START DATA PROVIDED

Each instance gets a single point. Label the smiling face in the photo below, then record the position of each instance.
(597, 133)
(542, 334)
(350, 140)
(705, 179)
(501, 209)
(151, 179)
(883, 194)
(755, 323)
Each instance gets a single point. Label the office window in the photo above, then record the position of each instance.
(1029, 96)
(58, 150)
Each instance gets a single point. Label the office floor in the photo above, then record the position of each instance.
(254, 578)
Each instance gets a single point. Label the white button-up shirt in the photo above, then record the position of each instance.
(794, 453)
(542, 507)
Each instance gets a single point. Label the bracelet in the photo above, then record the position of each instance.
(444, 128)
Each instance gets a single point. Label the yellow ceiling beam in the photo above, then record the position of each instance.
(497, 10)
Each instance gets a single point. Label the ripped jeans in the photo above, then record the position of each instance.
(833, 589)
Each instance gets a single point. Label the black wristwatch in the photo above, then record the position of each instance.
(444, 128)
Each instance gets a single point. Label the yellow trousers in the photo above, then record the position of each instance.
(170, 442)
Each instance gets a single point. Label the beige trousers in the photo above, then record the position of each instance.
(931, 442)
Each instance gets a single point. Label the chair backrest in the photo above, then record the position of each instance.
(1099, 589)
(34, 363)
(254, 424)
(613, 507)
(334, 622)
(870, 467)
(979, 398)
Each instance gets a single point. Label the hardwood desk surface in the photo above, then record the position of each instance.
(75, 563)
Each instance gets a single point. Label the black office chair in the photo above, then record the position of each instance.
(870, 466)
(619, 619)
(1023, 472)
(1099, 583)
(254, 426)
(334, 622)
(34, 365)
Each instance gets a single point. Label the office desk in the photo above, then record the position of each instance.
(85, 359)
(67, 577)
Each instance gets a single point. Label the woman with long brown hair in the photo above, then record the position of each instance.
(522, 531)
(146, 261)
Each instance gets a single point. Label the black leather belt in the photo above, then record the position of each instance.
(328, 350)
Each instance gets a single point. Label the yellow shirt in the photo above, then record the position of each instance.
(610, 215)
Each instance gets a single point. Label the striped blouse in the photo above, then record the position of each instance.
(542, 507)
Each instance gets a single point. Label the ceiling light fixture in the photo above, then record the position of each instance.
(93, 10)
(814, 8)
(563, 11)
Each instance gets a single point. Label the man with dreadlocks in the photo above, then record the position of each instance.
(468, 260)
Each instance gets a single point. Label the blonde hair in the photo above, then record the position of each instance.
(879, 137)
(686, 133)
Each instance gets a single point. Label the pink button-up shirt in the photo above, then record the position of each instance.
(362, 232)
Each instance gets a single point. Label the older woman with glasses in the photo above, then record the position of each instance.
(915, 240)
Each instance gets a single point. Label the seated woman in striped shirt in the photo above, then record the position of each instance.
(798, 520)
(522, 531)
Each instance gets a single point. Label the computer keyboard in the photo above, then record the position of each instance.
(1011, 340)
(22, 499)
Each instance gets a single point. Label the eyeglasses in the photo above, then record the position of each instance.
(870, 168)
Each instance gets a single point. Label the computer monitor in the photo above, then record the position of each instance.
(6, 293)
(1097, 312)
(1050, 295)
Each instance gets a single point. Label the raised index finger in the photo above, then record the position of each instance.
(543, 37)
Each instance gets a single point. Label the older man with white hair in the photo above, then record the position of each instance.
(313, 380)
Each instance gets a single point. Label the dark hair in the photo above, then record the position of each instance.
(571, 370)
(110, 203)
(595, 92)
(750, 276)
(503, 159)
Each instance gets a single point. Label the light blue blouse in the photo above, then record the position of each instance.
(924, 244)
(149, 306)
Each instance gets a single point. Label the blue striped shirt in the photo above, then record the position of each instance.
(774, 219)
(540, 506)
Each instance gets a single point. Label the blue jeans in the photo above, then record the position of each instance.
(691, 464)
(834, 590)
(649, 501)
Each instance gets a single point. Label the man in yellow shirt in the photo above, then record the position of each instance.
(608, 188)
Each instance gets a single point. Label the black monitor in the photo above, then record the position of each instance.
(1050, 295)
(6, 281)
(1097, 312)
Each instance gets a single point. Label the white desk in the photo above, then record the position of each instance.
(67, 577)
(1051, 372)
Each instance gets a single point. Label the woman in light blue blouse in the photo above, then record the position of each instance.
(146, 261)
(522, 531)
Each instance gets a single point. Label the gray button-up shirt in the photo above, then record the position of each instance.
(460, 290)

END DATA PROVIDED

WORK INSTRUCTIONS: Output every record above exactly as it was given.

OUTPUT FOR THIS TASK:
Each instance gets a single point. Label the smiling face in the photo below, then record the position of each instance.
(597, 133)
(542, 334)
(350, 140)
(705, 179)
(501, 209)
(151, 179)
(883, 194)
(755, 323)
Each instance gets a single point. Label the office window in the photo above, then record the position of each instance.
(1029, 96)
(58, 150)
Each instance gets a single point. Label the office floor in the photo above, then record the position of each instance.
(254, 578)
Each instance gets a single point. Label the white button-up shirt in the photo above, then record the position of each instance.
(794, 453)
(542, 507)
Each instance gets a single point. Label the bracelet in the photo above, then record the position of each instance.
(444, 128)
Each instance gets a single point. Label the yellow ceiling beam in the photo above, then record the position of each instance.
(497, 10)
Each instance gets a single point. Label the ripped jeans in the photo above, then record the position of each instance.
(833, 589)
Each instance gets a single point. Label the black wristwatch in the photo above, then record the position of each instance.
(444, 128)
Each instance gets a single point. Label the yellow trousers in the photo above, then record the position of each instance.
(170, 442)
Each instance gets a single point. Label the beige trousers in the photo above, then record the position of each instance.
(931, 442)
Each instance gets a single point. Label the chair backrest in the photo above, then record the position of each instance.
(1099, 589)
(34, 363)
(254, 424)
(613, 507)
(334, 622)
(870, 467)
(979, 398)
Each instance gets a single point. Label the hardwood desk surface in the photo above, then record the position of each instance.
(75, 563)
Each instance gets a single point. Label the black office chair in the photo above, then record the position of each instance.
(870, 466)
(619, 619)
(1023, 472)
(1099, 583)
(254, 426)
(334, 622)
(34, 365)
Each instance gets a single point. Label the office desk in the photo above, then record the position of each instance.
(85, 359)
(67, 577)
Each instance gets a single point. Label the woman with long brown hair in the photo above, then record the position of each instance.
(522, 531)
(146, 261)
Each instance gets a single point. Label the black leather belt in the photo above, then record the position of each instance.
(328, 350)
Each instance gets a single point. Label the yellow shirt in the photo above, then record the position of each instance.
(610, 215)
Each instance gets a single point. Label the striped blouse in the photo above, then record the position of each instance.
(542, 507)
Each instance gets a single point. Label the ceiling light fixture in the photo above, then record the position of each instance.
(93, 10)
(814, 8)
(563, 11)
Each instance gets a single point. Label the man with dreadlocks in the photo above, then record the position of each instance.
(468, 260)
Each instance gets a single point. Label the blonde hair in the photo above, then record the position of each instance.
(879, 137)
(686, 133)
Each instance gets a single point. Label the pink button-up shirt in the photo above, then record the position of each instance.
(362, 232)
Each instance gets a single point. Label the older woman with glasses in the photo above, then record the position of each instance.
(915, 240)
Each instance gets a single point. Label the seated woman in striped shirt in the photo above, then record the position of each instance.
(798, 520)
(522, 531)
Each instance gets a single point. Label the computer keyboard in the photo above, then record the position of each instance.
(1011, 340)
(22, 499)
Each instance gets a single point. Label the eyeglasses in the photo above, then record the position of each instance.
(870, 168)
Each instance gets a single point. Label the computer monitor in the photo above, then record the position of each instance.
(6, 293)
(1097, 312)
(1050, 295)
Each instance gets a single point. Label the raised index finger in the photo above, then record the position of each instance.
(543, 37)
Each instance gets a single point. Label the older man with white hair in the photo above, then record the position of each instance.
(313, 380)
Each instance gets a single point. Label the dark hair in the photo above, then record the position of each instance.
(571, 370)
(110, 203)
(595, 92)
(750, 276)
(503, 159)
Each instance gets a single point. Label the light blue blouse in the photo above, then record the position of each instance.
(924, 244)
(149, 306)
Each instance gets a single point. Label the blue striped shirt in the photo above, then record the position of each instance.
(774, 219)
(540, 506)
Each instance gets a single point. Label the blue jeans in the photo above, then record the position of each instance.
(691, 464)
(834, 590)
(649, 501)
Each instance gets a single point. Label the man in yellow shirt in the photo above, then record the position of each instance.
(608, 188)
Each instance gets a single point. Label the black monitor in the photo above, then record the position of each instance.
(1050, 295)
(6, 281)
(1097, 312)
Each instance gets a single point. Label the white desk in the photo above, then record the position of each instance.
(67, 577)
(1051, 372)
Each instance gets a single point. Label the woman in light blue blouse in the photo above, then record the position of each instance.
(146, 261)
(522, 531)
Each instance gets a single point. Label the gray button-up shirt in the photo above, then record the position of each instance.
(460, 290)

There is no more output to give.